=== EXERCISE INPUTS ===
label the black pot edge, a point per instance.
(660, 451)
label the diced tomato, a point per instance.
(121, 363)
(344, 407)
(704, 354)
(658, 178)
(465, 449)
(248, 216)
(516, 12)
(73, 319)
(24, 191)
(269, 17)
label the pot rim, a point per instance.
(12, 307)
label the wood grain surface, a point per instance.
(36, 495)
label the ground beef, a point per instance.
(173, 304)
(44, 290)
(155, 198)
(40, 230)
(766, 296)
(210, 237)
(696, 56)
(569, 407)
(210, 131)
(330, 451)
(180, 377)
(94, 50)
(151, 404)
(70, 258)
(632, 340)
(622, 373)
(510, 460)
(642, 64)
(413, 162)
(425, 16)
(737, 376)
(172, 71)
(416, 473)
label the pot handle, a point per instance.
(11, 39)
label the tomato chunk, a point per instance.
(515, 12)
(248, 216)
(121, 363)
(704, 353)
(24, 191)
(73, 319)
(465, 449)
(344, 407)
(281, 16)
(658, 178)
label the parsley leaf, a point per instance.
===
=== EXERCISE INPUTS ===
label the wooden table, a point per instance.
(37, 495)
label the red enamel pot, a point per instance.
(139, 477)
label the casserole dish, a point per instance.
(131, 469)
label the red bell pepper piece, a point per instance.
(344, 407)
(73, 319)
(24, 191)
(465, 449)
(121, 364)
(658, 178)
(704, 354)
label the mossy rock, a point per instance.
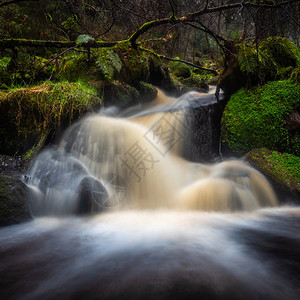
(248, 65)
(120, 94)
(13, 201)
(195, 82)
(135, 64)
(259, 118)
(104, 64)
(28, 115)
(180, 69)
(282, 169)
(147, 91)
===
=== EXERCISE INPUTS ===
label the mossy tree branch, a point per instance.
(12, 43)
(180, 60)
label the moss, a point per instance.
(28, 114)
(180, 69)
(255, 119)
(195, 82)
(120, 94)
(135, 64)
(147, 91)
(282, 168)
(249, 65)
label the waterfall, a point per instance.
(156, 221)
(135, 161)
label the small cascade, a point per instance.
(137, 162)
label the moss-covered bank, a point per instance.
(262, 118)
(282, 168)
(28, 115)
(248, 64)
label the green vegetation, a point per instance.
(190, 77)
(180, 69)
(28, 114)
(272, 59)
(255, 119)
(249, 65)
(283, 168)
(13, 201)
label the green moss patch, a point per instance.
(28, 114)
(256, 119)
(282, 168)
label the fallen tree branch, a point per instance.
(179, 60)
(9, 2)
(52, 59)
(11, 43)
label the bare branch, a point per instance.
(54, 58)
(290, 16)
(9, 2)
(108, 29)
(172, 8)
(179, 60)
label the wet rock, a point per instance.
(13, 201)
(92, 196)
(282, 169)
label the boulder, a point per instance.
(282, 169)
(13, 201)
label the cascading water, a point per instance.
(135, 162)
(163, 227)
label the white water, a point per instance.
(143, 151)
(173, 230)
===
INSTRUCTION - Copy out the rows word for word, beginning at the line that contains "label the ground beef, a point per instance." and ending after the line that contains "label the parsley leaf, a point per instance.".

OUTPUT FOR THIS TASK -
label the ground beef, a point per instance.
(173, 304)
(44, 290)
(155, 198)
(40, 230)
(766, 296)
(210, 237)
(696, 56)
(569, 407)
(210, 131)
(330, 451)
(180, 377)
(94, 50)
(151, 404)
(70, 258)
(632, 340)
(622, 373)
(510, 460)
(642, 64)
(413, 162)
(425, 16)
(737, 376)
(172, 71)
(416, 473)
label the pot handle, a point per instance.
(11, 39)
label the tomato chunk, a point per instance.
(515, 12)
(248, 216)
(121, 363)
(704, 353)
(24, 191)
(73, 319)
(465, 449)
(344, 407)
(281, 16)
(658, 178)
label the parsley leaf, a point per instance.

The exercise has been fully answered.